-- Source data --
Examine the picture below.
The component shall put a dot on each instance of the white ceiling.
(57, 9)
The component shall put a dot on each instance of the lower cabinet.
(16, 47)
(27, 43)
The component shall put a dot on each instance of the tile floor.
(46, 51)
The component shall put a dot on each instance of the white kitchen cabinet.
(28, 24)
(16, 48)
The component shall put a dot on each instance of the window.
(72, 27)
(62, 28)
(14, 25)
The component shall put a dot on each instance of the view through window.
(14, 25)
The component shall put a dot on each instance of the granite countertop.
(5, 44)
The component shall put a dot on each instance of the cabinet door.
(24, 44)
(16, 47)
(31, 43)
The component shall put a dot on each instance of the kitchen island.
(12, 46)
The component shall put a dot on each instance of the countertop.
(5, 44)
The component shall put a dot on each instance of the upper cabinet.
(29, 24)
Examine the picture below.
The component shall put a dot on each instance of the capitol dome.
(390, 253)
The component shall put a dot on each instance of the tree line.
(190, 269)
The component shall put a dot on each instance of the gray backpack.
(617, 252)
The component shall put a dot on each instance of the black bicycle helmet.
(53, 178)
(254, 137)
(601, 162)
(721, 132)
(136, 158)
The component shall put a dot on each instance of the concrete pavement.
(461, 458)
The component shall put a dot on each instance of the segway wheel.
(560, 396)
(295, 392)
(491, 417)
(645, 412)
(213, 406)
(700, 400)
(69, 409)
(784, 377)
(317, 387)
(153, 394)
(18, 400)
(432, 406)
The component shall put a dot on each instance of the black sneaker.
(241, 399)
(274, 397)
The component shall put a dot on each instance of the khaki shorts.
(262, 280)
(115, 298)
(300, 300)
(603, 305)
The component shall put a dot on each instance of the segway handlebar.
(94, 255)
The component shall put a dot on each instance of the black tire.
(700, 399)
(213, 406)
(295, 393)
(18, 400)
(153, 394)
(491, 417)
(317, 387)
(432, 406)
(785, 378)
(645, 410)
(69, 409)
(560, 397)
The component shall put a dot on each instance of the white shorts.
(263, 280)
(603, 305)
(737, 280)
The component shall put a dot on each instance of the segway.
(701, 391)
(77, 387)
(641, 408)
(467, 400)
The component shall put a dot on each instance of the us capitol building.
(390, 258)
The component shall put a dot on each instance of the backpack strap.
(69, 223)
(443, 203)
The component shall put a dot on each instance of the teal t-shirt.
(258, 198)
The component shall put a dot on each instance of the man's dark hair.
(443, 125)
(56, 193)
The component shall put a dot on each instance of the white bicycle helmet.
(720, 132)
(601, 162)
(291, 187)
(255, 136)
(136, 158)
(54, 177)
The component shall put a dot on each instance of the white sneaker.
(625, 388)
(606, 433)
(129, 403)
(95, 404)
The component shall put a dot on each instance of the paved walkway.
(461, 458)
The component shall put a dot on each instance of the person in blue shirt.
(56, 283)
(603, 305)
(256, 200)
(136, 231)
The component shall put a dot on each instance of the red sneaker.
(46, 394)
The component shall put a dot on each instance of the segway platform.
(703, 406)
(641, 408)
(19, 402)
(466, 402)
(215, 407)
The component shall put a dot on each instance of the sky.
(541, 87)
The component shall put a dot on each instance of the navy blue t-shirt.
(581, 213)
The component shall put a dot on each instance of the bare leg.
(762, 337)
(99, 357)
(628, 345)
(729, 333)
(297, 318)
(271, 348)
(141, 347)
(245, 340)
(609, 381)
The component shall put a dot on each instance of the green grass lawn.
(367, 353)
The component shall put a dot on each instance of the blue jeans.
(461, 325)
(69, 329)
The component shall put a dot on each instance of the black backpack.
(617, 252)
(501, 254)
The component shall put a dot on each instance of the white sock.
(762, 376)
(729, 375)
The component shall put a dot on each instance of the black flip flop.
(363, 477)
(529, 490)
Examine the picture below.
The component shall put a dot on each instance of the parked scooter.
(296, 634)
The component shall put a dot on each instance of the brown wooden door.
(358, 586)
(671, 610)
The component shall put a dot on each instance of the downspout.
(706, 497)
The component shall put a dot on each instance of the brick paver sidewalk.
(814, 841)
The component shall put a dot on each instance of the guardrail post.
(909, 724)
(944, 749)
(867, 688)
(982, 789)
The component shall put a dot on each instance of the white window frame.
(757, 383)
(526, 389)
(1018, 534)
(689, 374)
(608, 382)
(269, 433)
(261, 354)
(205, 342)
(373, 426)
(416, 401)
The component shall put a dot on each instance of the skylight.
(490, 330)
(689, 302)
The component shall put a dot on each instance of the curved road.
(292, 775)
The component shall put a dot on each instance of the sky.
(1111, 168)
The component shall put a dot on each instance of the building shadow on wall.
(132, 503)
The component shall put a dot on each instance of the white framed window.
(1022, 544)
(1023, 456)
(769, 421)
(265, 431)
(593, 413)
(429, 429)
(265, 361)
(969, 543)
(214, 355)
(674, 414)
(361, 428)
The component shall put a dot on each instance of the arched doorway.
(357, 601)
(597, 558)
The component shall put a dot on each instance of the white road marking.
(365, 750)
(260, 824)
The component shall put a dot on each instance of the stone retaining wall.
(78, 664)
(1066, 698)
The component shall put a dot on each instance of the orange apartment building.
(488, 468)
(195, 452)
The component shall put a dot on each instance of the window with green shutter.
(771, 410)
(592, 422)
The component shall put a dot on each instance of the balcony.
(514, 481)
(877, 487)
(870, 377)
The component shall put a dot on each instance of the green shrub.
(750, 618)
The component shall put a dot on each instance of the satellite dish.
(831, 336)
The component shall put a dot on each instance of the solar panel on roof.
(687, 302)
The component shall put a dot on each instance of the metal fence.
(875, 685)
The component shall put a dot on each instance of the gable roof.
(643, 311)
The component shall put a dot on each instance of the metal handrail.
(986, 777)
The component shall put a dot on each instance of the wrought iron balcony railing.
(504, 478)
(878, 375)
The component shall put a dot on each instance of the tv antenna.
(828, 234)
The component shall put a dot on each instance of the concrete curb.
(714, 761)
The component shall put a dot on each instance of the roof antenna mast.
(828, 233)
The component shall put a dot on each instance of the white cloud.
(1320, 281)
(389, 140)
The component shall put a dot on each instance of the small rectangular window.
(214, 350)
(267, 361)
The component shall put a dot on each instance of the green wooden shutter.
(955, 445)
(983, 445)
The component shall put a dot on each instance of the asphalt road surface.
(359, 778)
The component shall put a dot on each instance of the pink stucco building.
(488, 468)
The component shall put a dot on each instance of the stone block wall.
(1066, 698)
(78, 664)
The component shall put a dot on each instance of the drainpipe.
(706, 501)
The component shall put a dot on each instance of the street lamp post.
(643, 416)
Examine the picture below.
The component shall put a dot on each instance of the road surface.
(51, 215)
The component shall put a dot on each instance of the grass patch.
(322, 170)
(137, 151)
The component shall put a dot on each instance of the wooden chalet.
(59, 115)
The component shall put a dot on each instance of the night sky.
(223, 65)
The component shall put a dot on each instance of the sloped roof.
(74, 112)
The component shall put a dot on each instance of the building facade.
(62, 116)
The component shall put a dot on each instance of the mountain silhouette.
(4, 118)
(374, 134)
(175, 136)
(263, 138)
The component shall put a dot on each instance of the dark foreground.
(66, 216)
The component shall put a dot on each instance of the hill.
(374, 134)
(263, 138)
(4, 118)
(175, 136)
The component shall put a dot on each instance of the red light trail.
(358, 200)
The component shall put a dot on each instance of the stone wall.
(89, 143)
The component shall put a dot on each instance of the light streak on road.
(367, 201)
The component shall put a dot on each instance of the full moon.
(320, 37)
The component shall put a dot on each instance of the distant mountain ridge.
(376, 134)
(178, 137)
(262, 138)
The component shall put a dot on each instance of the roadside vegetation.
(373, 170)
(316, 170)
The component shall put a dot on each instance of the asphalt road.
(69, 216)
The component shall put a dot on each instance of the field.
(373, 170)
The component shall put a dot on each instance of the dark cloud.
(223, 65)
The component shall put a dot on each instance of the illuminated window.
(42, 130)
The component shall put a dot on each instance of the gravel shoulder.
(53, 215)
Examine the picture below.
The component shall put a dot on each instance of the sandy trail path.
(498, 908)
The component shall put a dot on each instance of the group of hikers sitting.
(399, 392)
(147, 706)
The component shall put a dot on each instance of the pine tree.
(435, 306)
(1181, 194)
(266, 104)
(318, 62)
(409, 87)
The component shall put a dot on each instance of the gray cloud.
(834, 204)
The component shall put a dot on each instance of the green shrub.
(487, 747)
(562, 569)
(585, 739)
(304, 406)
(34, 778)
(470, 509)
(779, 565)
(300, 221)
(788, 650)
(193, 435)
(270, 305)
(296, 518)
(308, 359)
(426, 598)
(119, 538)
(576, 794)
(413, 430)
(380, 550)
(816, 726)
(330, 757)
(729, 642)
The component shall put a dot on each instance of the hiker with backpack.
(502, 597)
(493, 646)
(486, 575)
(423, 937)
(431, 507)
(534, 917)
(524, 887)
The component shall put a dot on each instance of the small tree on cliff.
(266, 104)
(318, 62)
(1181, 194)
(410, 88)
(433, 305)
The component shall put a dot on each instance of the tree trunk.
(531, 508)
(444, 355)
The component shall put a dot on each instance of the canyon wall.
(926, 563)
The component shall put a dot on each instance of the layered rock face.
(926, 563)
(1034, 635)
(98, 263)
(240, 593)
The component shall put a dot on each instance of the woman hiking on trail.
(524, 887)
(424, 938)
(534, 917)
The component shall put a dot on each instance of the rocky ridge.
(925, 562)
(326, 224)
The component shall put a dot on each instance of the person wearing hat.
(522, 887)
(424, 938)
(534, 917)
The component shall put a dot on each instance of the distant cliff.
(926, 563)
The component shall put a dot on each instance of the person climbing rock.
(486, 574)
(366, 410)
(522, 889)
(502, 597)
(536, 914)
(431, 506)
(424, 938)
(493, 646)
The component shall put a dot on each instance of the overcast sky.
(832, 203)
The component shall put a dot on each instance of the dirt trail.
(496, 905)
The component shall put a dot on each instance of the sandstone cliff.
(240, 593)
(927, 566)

-- WHAT YOU NEED TO DO --
Transcribe exactly, and only, the lines from the one with "the rocky ridge." through the last line of the data.

-- WRITTEN ANSWER --
The component shall put a dot on each instance of the rocky ridge.
(925, 562)
(326, 224)
The component shall put a dot on each instance of the person wearing hat.
(522, 887)
(424, 938)
(534, 917)
The component shall put a dot on each instance of the distant cliff.
(926, 563)
The component shall put a dot on each instance of the person climbing rock.
(486, 574)
(366, 410)
(522, 889)
(502, 597)
(536, 914)
(431, 506)
(424, 938)
(493, 646)
The component shall put a dot on each instance of the overcast sky.
(832, 203)
The component shall put a dot on each instance of the dirt trail.
(496, 905)
The component shall put a dot on each instance of the sandstone cliff.
(240, 593)
(927, 566)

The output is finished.